**THINGS TO DO:**
a. Please reproduce the egg yolk article word for word, everything from "The Scrambled Truth" down to "and processed carbohydrates.".
b. Answer these questions about the egg yolk article, one answer per line, each marked like its question:
(i) What did the client drink at breakfast, according to the food log?
(ii) What is written at the top of page one of the nutritional education handouts?
(iii) Which gene is named as carrying a highly susceptible risk?
c. Carry on the egg yolk article from its final sentence.

**SELECTED EXCERPT:**

To yolk or not to yolk, that is the age old question. With all the “noise” swirling around in the wellness world, it’s hard to know which side of the fence you should camp out on in the egg yolk vs egg white discussion, so we consulted our resident nutritionist Dabney Poorter to weigh in on this great debate. 

 

Egg Yolks versus Whole Eggs

“Breakfast: 2 egg whites, a slice of toast, and cup of coffee with french vanilla creamer”. This is an example from a client’s food logs before we met for a consultation.

At our initial consultation, I provided this client with nutritional education handouts. The top of page one says: 1. Eat Breakfast. I am thrilled this client is eating breakfast, but there are a few things I would change. We can begin with a focus on education of what we are missing when we avoid egg yolks.

The Scrambled Truth

Years ago, scientists discovered that high cholesterol leads to an increased risk of heart disease. Foods high in cholesterol were, thereafter, given a negative reputation and many people began to eliminate foods, such as egg yolks. Recent studies, including one completed by The American Journal of Clinical Nutrition, have found that whole egg intake is not associated with an increased heart disease risk.  This conclusion pertains even to those that carry the gene ApoE4 (i.e.,highly susceptible risk).  Additional studies further suggest that heart disease risk lies in inflammation caused by other factors including chronic stress, overconsumption of vegetable oil, sugar, and processed carbohydrates.

**DATA SHOWN:**

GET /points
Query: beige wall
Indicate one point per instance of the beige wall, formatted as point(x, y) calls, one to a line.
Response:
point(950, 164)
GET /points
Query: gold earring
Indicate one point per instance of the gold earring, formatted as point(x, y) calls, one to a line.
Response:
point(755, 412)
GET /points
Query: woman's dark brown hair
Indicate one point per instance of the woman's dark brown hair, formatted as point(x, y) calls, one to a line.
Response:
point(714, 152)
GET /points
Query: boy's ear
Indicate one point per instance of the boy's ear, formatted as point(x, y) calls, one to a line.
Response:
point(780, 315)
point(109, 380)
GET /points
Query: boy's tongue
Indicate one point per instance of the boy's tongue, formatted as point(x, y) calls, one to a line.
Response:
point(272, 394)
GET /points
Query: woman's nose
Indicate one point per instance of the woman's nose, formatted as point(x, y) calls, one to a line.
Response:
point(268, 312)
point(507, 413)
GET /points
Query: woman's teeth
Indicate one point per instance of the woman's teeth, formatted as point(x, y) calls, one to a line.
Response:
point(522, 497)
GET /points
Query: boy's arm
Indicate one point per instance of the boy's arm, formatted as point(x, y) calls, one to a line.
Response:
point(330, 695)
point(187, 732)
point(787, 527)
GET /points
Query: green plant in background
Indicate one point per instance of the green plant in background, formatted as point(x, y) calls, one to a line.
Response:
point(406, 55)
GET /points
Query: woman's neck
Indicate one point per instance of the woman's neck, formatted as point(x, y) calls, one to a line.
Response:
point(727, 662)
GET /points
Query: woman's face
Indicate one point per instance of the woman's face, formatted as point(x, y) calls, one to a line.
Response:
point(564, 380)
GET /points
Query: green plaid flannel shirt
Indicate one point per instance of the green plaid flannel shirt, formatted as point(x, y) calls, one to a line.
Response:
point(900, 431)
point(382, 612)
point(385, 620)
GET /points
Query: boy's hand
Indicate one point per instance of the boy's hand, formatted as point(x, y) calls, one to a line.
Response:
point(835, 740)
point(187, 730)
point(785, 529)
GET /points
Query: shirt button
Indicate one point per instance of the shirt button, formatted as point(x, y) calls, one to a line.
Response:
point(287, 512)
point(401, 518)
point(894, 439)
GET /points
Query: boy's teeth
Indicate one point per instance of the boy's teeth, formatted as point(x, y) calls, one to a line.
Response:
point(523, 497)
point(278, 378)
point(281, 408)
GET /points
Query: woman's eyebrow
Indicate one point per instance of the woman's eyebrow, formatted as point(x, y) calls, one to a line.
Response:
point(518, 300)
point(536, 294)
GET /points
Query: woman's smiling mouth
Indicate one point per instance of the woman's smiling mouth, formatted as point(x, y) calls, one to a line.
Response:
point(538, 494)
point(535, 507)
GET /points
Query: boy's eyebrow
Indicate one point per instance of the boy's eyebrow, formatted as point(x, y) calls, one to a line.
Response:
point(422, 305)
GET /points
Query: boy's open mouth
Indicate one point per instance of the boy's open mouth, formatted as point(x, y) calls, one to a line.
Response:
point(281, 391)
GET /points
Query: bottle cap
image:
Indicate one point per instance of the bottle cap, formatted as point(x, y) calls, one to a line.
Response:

**ANSWERS GIVEN:**
a.
The Scrambled Truth

Years ago, scientists discovered that high cholesterol leads to an increased risk of heart disease. Foods high in cholesterol were, thereafter, given a negative reputation and many people began to eliminate foods, such as egg yolks. Recent studies, including one completed by The American Journal of Clinical Nutrition, have found that whole egg intake is not associated with an increased heart disease risk.  This conclusion pertains even to those that carry the gene ApoE4 (i.e.,highly susceptible risk).  Additional studies further suggest that heart disease risk lies in inflammation caused by other factors including chronic stress, overconsumption of vegetable oil, sugar, and processed carbohydrates.

b.
(i) A cup of coffee with french vanilla creamer
(ii) 1. Eat Breakfast.
(iii) ApoE4

c.
The Sunny Side of Things

Whole eggs are nearly a perfect food with many of the nutrients your body needs to function. They are one of the few natural food sources of vitamin D and contain 7 grams (a full serving) of high-quality protein. A whole egg is packed with omega-3 fatty acids, B vitamins (B6 & B12), riboflavin, folate, and choline.  Each are all helpful in preventing heart disease. Two amino acids found in eggs also provide more nutrient density.  L-arginine is critical to the body’s production of protein and the release of growth hormones.  Leucine assists in regulating blood sugar levels and also helps the body produce growth hormones.

The Hardboiled Facts

A majority of the essential vitamins and minerals found in eggs are in the yolk. This doesn’t necessarily mean you should eat four eggs per day. An excess of any food is imprudent. I encourage my clients that two eggs per day is a good rule of thumb.

After our consultation, the client’s logs look more like this: “Breakfast: 2 whole eggs scrambled with avocado oil and veggies, 1 cup of berries, 1/4 avocado, and a cup of coffee with almond milk/whole milk.”